Exercise brief: Each line in the entries that has the word "black" has to be copied.

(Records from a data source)
——————
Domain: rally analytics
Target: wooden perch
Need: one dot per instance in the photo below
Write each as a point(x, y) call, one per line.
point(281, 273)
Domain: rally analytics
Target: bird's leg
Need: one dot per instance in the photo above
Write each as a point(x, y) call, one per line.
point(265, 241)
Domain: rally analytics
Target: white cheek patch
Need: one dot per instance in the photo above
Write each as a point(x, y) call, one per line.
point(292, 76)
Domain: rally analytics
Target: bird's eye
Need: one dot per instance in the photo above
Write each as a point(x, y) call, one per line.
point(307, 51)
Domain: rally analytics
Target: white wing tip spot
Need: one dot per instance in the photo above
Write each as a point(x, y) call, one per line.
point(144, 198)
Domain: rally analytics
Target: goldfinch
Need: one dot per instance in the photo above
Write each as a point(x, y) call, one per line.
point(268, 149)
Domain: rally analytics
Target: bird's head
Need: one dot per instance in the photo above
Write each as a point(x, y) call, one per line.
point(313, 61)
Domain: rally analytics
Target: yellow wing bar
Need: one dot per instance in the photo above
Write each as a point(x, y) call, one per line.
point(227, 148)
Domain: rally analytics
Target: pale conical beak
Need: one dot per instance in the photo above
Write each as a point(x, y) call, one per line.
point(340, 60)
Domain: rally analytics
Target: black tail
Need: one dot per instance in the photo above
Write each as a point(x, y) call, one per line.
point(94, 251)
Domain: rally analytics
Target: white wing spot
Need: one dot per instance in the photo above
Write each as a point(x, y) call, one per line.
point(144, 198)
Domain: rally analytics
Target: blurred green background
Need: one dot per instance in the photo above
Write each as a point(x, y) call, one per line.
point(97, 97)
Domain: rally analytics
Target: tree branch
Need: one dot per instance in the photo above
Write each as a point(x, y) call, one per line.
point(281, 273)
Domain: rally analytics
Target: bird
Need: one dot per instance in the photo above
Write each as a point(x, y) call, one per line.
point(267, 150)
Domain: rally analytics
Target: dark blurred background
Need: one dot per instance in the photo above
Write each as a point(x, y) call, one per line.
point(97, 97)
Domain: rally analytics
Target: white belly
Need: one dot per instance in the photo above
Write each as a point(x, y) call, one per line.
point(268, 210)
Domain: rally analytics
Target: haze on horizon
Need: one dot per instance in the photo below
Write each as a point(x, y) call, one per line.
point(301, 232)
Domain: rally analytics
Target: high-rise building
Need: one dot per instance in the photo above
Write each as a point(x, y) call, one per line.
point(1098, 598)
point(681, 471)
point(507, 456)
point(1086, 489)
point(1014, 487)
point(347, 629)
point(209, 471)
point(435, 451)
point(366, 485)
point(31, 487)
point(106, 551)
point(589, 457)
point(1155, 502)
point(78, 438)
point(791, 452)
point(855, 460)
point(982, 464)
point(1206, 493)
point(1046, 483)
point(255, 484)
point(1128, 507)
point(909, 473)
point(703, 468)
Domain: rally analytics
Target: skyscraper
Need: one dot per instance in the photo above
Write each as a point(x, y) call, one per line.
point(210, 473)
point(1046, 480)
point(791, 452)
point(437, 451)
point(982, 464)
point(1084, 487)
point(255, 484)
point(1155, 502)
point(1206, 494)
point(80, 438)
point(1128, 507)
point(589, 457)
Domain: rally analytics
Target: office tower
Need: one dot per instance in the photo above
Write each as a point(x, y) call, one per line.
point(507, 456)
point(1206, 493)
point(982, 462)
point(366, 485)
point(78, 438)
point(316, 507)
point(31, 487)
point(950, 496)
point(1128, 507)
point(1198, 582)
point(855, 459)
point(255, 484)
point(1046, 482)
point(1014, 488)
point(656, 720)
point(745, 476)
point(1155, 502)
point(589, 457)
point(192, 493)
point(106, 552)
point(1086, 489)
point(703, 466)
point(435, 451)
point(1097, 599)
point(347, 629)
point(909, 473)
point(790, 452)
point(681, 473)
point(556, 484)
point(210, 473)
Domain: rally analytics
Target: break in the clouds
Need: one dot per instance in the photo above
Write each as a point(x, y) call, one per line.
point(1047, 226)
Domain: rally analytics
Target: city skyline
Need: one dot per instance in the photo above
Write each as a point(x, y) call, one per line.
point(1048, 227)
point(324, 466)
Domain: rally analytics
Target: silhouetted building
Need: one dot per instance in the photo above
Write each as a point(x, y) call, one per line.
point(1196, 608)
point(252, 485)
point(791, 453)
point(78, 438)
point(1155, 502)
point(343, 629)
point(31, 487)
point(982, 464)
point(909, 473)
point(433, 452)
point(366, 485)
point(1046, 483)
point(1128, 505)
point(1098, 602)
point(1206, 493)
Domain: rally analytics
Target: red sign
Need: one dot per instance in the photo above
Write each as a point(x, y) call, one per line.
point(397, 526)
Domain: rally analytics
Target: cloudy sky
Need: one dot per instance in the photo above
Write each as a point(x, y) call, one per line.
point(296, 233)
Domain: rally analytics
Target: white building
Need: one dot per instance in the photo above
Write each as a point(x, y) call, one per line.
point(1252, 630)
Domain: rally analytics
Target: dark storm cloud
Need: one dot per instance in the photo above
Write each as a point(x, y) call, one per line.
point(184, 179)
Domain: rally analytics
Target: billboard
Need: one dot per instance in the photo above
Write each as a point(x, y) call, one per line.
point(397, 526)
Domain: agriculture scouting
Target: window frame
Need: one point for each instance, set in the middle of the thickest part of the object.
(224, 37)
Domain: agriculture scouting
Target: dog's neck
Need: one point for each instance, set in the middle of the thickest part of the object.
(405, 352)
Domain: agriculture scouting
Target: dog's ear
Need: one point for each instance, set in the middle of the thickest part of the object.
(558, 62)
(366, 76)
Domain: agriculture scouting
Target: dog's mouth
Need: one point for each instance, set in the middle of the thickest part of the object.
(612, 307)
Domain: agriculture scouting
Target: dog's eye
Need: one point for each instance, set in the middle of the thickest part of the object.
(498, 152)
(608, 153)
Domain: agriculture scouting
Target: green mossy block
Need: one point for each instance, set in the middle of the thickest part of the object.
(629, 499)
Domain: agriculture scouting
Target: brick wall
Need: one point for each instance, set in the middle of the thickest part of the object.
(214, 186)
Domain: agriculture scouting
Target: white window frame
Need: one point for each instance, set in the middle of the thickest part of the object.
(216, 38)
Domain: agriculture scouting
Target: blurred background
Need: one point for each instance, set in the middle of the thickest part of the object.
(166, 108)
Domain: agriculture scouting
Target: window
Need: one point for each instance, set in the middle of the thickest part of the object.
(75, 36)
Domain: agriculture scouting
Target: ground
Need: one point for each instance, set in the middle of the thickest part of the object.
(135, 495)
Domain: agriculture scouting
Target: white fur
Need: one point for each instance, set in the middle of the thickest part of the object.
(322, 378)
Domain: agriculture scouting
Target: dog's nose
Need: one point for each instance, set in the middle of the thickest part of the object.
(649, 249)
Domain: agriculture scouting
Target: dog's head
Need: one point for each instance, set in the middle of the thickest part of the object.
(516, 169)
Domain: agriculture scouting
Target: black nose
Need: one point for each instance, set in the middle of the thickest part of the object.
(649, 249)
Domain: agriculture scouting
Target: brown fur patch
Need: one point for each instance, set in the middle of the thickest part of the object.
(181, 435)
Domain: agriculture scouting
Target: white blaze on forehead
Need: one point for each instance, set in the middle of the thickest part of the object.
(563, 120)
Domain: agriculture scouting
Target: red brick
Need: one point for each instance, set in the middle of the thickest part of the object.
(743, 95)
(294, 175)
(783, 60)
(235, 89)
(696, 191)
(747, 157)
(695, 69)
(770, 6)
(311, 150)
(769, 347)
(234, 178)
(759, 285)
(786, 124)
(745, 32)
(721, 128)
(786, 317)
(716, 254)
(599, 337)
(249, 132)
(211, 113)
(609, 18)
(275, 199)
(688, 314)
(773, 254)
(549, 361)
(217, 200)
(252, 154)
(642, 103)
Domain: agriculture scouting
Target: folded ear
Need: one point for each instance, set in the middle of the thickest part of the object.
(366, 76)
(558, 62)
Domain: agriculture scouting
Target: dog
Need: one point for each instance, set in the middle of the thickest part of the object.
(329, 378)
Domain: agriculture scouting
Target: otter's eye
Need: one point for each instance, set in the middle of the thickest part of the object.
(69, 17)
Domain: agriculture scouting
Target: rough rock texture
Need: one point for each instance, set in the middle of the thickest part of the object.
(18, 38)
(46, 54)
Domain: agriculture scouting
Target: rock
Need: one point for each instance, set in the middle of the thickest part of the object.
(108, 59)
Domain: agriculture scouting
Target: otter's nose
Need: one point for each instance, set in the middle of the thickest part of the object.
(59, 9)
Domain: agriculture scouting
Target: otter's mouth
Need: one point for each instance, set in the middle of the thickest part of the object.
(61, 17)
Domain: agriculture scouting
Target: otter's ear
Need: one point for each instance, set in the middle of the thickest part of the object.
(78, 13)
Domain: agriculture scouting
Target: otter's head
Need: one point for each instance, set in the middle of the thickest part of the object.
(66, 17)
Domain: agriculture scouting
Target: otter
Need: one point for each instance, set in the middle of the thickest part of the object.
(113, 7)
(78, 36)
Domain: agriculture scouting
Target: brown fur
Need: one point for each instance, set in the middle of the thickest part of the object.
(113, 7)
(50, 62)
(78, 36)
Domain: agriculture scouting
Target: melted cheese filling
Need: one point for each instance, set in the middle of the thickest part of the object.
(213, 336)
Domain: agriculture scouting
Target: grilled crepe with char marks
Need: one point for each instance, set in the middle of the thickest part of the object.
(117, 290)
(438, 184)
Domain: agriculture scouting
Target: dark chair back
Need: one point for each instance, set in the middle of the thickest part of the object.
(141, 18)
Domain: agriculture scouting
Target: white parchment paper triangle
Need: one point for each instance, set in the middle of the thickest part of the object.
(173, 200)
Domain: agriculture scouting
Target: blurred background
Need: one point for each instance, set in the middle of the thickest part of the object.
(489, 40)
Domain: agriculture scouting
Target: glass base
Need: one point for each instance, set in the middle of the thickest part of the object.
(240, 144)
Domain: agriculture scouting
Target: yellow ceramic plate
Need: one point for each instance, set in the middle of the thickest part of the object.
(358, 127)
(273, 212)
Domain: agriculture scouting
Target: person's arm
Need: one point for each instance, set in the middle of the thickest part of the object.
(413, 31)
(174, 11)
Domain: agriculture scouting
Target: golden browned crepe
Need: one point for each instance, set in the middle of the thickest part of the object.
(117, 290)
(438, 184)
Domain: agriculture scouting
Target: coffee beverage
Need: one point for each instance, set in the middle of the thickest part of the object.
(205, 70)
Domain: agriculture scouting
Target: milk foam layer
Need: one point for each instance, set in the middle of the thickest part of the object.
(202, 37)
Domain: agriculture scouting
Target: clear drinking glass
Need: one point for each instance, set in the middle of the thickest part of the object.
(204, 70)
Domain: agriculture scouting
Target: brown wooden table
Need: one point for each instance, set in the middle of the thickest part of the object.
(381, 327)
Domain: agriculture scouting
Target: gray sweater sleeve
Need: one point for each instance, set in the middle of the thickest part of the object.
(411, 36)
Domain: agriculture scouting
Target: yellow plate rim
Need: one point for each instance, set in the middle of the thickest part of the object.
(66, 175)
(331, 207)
——————
Completed exercise:
Target: black tail
Target: black nose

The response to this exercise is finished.